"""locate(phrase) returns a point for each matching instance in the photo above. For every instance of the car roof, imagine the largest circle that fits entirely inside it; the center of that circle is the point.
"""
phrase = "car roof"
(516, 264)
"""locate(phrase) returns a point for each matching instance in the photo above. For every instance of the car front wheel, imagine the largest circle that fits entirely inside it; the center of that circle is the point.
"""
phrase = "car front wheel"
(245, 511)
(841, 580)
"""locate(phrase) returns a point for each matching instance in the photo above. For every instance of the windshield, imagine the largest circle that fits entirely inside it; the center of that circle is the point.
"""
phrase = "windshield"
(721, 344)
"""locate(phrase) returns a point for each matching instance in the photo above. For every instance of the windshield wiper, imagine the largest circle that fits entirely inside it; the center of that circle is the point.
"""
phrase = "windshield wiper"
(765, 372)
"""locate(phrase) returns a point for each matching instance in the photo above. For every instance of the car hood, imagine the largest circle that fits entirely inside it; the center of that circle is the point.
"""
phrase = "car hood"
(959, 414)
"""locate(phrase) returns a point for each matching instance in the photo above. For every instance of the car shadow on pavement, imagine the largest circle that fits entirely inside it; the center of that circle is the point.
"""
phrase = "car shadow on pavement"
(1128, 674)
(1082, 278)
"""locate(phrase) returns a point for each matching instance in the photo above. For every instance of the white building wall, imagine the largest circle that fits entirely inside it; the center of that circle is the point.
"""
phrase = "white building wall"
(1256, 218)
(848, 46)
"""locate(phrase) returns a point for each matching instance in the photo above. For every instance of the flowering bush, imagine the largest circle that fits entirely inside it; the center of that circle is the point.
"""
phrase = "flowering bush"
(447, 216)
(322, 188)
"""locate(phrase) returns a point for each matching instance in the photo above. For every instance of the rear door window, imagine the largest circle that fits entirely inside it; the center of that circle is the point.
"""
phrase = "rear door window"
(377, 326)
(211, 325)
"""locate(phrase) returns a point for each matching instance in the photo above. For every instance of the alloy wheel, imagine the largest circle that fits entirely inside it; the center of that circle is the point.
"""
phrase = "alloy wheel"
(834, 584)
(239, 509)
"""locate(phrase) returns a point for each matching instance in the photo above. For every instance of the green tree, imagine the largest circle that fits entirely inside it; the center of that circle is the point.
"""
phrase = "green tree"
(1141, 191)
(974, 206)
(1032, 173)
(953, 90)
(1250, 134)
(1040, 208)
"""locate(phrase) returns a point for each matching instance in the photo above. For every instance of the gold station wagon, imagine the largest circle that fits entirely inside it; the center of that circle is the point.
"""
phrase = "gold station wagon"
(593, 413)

→ JOB:
Restate the data above exactly, keeping each word as it stands.

→ TASK SOLUTION:
"""locate(phrase) returns a point for each matching instance in the photo above. For every instance of the car roof, imagine the largest circle that fits entirely inside it; the center of that circle is the point.
"""
phrase = "car roof"
(516, 264)
"""locate(phrase) returns a point for each matching instance in the photo above. For every instance of the car front wheel, imagine the largest circle that fits entirely inside it; the center of that circle is the point.
"""
phrase = "car front wheel"
(245, 511)
(841, 580)
"""locate(phrase) returns a point for each matching instance in the photo above. For every instance of the windshield, imagine the largest circle that fits entirely inside it; the center of that circle is the point.
"""
phrase = "windshield"
(721, 344)
"""locate(phrase) returns a point for each matching instance in the photo above. For every instance of the windshield wiper, imagine the largest circle that fits entirely inside it; the center of that circle is the point.
"""
phrase = "windshield wiper"
(765, 372)
"""locate(phrase) returns a point for each matching instance in the photo above. For every instance of the car hood, imagine the largest circle that fits entirely inside it; the center of that circle is the point.
"""
phrase = "car hood"
(959, 414)
"""locate(phrase) returns a point for each matching instance in the photo above. For every instance of the car shadow on pavement, imagine the largest circle that fits entirely inside it; the center of that circle is the point.
"""
phrase = "car shadow on pavement"
(1128, 674)
(1082, 278)
"""locate(phrase) returns a point for each matching instance in the photo above. For every instance of the white building wall, imagine the largest circle that fits entirely inside it; the center of that circle is the point.
"""
phrase = "white building wall"
(1256, 218)
(848, 46)
"""locate(phrase) returns a point for each matching instance in the photo above. For every instance of the flowering bush, imagine the largest circle that fits entirely inside it; the center of that circle is the point.
"""
phrase = "flowering bush"
(447, 216)
(322, 188)
"""locate(phrase) returns a point for each matching instance in the photo above. For every instance of the rear door window, imagine the largest circle that fits entirely inside it; the center of that circle is the point.
"""
phrase = "rear door window"
(377, 326)
(211, 325)
"""locate(phrase) returns a point for each matching instance in the photo above. For every instance of the alloy wheel, imagine the largest circle that fits entirely inside it; the center of that circle is the point.
"""
phrase = "alloy wheel"
(834, 584)
(239, 509)
"""locate(phrase) returns a point for each matching instance in the photo above. For every instance of the green tree, imagine the largest circle that fits entirely inside it; the center of that circle is the point.
"""
phrase = "green tree"
(1141, 191)
(974, 206)
(1032, 173)
(953, 90)
(1250, 134)
(1040, 208)
"""locate(phrase) returns a point for each matching instance in the photo above. For every instance of the gold station wagon, imagine the largest circle that fits entirely inside it; the center of that circle is the point.
"""
phrase = "gold station wagon"
(593, 413)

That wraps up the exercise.